What the task asks: Return, exactly, the line that contains "of the window" together with all lines after it to the end of the entries, and no further lines.
+++ Task input
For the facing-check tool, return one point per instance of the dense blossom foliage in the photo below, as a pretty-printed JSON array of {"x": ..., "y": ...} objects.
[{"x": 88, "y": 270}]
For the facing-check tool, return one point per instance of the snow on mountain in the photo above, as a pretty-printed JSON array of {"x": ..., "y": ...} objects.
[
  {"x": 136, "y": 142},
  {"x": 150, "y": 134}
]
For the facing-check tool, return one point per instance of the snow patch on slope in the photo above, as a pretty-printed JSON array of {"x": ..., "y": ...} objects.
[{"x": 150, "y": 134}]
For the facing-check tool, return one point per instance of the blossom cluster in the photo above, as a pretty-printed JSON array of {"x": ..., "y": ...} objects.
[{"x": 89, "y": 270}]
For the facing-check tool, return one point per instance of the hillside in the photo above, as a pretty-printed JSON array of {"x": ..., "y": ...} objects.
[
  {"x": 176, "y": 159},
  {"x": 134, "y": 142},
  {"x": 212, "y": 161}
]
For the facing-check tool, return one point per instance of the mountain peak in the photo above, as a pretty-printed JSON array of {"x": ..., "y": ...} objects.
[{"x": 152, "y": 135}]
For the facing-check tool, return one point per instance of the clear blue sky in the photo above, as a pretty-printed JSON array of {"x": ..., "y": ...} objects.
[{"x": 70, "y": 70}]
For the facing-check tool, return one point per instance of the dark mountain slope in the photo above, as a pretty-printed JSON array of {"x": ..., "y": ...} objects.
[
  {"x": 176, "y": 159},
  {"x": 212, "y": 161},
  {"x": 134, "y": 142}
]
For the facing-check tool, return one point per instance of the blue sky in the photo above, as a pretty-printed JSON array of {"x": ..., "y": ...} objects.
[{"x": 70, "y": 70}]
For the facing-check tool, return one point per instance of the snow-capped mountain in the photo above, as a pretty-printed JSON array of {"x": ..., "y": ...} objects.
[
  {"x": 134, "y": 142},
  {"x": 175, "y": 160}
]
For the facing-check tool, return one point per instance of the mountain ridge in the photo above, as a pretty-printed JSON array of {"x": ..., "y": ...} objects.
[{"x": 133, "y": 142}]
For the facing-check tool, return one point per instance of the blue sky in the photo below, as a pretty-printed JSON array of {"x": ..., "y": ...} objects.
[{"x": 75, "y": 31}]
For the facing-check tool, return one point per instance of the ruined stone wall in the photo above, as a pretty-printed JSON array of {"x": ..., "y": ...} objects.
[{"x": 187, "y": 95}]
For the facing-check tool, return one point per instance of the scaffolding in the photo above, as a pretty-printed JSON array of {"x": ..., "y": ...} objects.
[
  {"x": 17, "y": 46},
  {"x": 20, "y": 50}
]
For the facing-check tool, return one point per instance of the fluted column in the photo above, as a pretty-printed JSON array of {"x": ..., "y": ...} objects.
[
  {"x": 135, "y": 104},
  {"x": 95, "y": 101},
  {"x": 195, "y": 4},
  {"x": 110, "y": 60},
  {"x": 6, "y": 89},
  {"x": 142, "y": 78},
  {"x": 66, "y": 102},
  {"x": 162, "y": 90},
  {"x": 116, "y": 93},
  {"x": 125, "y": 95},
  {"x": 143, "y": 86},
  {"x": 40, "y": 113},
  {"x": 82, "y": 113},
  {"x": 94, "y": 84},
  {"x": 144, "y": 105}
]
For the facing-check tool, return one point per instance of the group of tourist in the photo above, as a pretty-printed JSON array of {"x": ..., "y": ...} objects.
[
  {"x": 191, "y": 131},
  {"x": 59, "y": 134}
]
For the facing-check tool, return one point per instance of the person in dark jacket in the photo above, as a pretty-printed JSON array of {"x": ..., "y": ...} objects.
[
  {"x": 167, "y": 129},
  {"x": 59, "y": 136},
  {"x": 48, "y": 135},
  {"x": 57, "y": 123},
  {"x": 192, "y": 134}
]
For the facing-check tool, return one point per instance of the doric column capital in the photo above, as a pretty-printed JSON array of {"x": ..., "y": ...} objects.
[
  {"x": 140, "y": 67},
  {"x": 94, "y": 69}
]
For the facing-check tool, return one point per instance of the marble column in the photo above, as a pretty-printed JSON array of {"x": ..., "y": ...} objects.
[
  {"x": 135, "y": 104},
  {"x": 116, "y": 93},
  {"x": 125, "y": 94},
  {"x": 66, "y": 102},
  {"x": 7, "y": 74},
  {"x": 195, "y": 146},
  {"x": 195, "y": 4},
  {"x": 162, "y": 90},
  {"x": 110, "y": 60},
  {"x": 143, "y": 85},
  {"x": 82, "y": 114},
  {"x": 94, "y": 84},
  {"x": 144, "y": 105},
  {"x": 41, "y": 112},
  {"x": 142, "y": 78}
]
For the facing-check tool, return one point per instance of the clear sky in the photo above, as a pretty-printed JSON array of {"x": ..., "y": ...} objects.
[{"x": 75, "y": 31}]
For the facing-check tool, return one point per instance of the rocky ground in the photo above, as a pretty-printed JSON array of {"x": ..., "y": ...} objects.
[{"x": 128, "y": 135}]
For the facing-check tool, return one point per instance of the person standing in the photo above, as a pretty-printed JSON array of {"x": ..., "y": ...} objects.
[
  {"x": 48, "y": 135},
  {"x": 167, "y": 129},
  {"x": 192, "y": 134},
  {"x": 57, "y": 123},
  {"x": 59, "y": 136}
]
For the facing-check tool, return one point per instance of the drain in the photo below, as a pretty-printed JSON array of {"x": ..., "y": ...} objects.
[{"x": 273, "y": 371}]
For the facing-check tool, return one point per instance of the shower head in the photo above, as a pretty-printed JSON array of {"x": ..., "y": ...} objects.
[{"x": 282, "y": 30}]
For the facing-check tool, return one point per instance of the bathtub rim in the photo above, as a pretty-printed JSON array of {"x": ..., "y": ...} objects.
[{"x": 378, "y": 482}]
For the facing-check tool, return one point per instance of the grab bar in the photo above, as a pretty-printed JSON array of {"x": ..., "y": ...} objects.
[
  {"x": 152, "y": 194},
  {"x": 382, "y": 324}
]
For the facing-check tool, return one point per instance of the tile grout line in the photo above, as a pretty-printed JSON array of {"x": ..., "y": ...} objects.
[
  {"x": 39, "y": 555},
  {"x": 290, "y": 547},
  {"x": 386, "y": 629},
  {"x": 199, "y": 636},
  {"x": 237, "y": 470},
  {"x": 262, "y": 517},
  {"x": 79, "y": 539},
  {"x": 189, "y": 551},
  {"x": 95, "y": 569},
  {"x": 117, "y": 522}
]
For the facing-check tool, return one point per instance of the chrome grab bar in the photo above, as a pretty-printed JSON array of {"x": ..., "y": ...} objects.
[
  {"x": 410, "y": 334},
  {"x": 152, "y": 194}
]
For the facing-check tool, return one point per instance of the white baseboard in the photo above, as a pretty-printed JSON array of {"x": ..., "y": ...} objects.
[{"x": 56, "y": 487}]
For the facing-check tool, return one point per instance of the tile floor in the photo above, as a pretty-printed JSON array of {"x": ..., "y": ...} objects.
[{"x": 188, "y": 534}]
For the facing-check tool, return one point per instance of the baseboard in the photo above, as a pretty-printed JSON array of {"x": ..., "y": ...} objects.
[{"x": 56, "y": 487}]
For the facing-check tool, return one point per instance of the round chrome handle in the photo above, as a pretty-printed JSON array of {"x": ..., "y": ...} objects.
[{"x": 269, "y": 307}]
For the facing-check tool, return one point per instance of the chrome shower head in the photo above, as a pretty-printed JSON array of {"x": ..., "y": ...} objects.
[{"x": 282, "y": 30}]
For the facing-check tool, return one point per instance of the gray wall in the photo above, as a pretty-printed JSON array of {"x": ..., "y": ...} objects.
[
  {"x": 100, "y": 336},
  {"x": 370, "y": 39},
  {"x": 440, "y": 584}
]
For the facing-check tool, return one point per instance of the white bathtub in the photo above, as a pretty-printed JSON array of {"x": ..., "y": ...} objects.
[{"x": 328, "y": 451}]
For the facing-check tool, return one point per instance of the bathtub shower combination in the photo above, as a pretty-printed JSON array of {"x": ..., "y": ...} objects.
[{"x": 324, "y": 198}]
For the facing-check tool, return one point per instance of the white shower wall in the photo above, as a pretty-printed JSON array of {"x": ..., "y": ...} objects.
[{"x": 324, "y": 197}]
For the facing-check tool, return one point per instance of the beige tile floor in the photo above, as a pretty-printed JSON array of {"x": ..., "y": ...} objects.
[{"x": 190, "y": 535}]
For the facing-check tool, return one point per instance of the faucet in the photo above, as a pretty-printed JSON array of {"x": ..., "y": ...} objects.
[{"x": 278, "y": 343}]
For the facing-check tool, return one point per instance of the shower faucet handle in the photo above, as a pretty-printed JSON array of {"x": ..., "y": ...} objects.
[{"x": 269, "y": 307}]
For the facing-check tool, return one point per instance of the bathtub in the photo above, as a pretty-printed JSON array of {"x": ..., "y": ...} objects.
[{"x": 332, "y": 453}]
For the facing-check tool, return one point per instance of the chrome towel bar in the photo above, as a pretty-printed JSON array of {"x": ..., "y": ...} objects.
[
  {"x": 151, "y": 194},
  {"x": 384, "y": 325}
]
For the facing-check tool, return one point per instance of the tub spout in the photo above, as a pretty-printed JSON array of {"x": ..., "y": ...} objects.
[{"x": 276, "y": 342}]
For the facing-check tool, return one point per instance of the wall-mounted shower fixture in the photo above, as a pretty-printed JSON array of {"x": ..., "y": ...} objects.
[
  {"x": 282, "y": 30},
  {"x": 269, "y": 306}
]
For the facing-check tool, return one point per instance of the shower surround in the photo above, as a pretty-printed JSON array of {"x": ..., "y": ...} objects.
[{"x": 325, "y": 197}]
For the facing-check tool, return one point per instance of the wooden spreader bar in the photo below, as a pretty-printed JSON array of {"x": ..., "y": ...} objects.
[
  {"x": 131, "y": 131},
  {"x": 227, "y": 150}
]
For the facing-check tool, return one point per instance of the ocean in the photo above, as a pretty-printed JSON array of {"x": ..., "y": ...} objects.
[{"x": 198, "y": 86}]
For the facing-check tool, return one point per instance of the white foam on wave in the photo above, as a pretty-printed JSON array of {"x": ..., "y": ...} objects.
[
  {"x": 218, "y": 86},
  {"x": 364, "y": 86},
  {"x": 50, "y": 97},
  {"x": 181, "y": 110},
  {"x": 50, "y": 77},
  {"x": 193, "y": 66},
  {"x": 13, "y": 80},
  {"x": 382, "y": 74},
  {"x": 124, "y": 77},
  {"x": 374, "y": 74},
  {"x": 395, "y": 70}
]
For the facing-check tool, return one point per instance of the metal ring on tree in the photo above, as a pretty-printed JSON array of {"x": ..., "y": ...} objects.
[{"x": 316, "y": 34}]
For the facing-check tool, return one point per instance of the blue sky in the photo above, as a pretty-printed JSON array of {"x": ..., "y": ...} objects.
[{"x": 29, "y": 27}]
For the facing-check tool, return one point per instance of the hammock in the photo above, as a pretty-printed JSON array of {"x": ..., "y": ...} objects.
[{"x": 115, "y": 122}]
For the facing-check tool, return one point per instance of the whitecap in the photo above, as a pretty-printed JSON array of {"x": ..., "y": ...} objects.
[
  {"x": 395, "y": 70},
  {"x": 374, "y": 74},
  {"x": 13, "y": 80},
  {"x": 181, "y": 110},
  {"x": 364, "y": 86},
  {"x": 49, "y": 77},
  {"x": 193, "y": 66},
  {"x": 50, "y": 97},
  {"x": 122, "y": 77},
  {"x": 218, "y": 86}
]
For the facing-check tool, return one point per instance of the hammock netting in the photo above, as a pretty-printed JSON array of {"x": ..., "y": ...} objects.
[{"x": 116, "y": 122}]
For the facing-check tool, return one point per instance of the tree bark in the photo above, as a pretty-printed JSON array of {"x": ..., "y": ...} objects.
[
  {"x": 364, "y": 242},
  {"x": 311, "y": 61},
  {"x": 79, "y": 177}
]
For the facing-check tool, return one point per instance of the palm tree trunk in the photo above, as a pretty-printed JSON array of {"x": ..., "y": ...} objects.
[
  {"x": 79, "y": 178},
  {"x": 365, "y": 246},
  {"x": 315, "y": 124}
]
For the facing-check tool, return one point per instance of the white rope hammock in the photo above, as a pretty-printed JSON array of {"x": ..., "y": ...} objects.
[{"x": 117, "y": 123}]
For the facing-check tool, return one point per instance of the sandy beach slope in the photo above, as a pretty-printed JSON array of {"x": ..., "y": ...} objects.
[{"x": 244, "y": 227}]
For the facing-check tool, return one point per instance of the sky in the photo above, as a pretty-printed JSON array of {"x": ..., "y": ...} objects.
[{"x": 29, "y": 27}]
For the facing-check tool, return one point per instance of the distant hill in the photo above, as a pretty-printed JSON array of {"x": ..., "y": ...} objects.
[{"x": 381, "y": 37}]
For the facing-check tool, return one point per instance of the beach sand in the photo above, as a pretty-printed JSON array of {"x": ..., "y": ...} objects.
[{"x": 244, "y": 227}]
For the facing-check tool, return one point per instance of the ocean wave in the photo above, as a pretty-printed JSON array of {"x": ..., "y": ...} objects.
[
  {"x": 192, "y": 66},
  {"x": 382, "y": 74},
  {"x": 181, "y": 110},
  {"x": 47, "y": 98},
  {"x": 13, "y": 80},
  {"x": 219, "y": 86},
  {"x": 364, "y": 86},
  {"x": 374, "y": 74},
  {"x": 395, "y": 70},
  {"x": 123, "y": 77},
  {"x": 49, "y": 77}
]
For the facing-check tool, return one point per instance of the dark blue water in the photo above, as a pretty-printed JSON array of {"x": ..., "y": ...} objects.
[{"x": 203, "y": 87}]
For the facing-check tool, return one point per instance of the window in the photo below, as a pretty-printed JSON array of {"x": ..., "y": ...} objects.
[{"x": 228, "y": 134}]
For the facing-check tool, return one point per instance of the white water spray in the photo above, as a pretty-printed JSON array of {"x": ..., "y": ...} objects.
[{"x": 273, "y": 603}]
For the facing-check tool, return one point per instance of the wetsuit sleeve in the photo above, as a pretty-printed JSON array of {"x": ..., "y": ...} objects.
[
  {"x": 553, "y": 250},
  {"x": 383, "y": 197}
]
++++++
Your solution:
For the facing-check tool, return one point per instance of the window in the photo below, as a pretty-printed JSON array of {"x": ..., "y": ...} objects.
[{"x": 228, "y": 134}]
For the facing-check tool, return one point per instance of the white water spray in the photo above, as a pretty-printed JSON array of {"x": ..., "y": ...} objects.
[{"x": 273, "y": 603}]
For the facing-check tool, return one point per instance of the wetsuit sleeve in the photo above, as a pretty-printed JSON array of {"x": ..., "y": ...} objects.
[
  {"x": 553, "y": 250},
  {"x": 383, "y": 197}
]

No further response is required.